Excerpts from a detection dataset
______________________________

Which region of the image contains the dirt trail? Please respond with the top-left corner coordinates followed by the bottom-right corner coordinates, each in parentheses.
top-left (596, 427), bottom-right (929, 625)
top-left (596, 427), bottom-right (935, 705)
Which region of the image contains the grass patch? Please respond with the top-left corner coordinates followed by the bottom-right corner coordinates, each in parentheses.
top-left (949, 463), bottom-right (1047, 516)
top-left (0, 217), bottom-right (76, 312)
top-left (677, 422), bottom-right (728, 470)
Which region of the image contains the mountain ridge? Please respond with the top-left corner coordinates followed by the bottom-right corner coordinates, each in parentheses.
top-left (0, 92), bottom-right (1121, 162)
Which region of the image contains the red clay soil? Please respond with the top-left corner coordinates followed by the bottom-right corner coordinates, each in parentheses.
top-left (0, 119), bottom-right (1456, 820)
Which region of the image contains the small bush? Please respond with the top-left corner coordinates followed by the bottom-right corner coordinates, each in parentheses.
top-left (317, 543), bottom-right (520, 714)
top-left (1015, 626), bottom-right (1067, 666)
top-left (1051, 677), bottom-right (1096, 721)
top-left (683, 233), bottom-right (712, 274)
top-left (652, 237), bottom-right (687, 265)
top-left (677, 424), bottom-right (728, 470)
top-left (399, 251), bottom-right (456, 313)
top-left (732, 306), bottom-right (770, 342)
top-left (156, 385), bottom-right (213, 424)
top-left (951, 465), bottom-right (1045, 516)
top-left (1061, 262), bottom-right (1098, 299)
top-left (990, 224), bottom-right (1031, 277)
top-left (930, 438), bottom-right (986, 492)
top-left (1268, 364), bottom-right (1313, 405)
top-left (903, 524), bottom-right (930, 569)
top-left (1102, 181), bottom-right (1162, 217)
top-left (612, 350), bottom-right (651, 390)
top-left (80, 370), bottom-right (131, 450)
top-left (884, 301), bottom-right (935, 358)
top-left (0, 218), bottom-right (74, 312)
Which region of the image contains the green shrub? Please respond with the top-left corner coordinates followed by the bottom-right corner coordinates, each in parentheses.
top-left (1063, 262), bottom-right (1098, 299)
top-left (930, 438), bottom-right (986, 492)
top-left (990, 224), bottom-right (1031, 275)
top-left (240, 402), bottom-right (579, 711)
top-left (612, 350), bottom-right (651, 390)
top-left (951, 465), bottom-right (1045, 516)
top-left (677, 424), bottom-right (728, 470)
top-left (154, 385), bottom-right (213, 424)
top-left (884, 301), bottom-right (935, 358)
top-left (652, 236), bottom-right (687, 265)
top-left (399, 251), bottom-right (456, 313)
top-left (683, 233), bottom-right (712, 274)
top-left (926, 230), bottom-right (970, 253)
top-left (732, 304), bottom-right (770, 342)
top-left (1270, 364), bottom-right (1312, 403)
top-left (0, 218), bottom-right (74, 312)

______________________________

## Required task
Return, word for word, the part of the records that opens with the line containing "Which region of the image contains the mountain" and closes with the line containing "top-left (0, 119), bottom-right (1456, 820)", including both of those lines.

## Reply to the task
Which region of the image contains the mountain ridge? Please respond with the top-left corner coordinates followed by the bottom-right corner coordinates, each in parentheses.
top-left (0, 92), bottom-right (1121, 162)
Which region of the image contains the red clay soil? Please respond with the top-left corner coordinates followed by the bottom-right corner coordinates, each in parentheses.
top-left (0, 119), bottom-right (1456, 820)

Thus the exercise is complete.